Write out the entries once more, exactly as they appear.

(Beginning of Records supplied)

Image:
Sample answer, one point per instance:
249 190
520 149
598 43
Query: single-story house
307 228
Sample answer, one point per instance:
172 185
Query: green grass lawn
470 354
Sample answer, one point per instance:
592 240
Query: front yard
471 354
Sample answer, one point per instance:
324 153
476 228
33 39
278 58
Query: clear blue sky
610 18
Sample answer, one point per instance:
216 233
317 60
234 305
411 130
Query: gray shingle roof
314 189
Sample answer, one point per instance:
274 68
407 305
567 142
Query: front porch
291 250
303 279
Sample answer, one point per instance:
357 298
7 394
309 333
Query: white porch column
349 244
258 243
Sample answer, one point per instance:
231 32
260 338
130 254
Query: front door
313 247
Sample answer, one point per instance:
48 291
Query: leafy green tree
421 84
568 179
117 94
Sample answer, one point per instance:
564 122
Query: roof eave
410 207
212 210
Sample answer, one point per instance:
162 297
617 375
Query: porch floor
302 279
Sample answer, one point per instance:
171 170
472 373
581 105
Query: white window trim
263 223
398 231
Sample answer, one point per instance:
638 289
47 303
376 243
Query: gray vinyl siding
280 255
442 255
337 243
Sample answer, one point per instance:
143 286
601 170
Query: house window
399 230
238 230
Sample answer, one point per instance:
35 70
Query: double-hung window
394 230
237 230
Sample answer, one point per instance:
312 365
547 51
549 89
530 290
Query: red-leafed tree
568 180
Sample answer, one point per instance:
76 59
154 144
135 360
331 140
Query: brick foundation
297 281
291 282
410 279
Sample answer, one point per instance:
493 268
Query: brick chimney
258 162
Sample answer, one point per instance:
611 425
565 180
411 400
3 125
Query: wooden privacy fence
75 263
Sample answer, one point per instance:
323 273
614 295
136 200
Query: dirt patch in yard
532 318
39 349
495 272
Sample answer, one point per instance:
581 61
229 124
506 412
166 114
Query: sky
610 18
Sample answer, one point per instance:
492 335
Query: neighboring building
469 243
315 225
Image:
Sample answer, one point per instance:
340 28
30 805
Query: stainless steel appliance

(End of Records supplied)

Expected output:
Image:
Sample answer, one point per instance:
249 190
520 149
598 43
Query: single-story house
307 228
Sample answer, one point per instance:
172 185
Query: green grass lawn
470 354
Sample answer, one point per instance:
592 240
Query: front yard
471 354
Sample answer, one point per instance:
324 153
476 228
33 39
278 58
Query: clear blue sky
610 18
Sample answer, one point per instance:
216 233
317 60
234 305
411 130
Query: gray shingle roof
314 189
Sample answer, one point per instance:
274 68
407 305
567 142
Query: front porch
291 250
303 279
Sample answer, one point per instance:
357 298
7 394
309 333
Query: white porch column
349 244
258 243
Sample answer, one point per instance:
231 32
260 338
130 254
Query: front door
313 247
Sample answer, one point per instance:
48 291
Query: leafy green tree
421 84
568 179
117 94
Sample answer, one point per instance:
564 122
Query: roof eave
410 207
212 210
Sample answer, one point per instance:
162 297
617 375
Query: porch floor
302 279
Sample answer, one point per instance:
171 170
472 373
581 105
Query: white window trim
263 223
398 231
Sample answer, one point per instance:
638 289
47 303
376 243
Query: gray vinyl siding
280 255
442 255
337 243
Sample answer, one point per instance:
143 286
601 170
Query: house window
399 230
238 230
Sample answer, one point per instance:
35 70
Query: double-hung window
394 230
237 230
Sample answer, one point per instance:
312 365
547 51
549 89
530 290
Query: red-leafed tree
568 180
Sample answer, one point per instance:
76 59
154 144
135 360
331 140
Query: brick foundation
297 281
291 282
410 279
Sample answer, one point per instance:
493 268
Query: brick chimney
258 162
Sample answer, one point per instance:
611 425
565 180
411 400
3 125
Query: wooden privacy fence
75 263
Sample answer, one point per instance:
323 273
614 295
136 200
Query: dirt patch in yard
532 318
39 349
495 272
Sample answer, one point per instance:
581 61
229 124
506 412
166 114
Query: sky
610 18
Sample answer, one point per instance:
492 335
Query: neighboring building
469 243
315 225
Image:
Sample answer, one point per instance:
340 28
30 805
Query: stainless steel appliance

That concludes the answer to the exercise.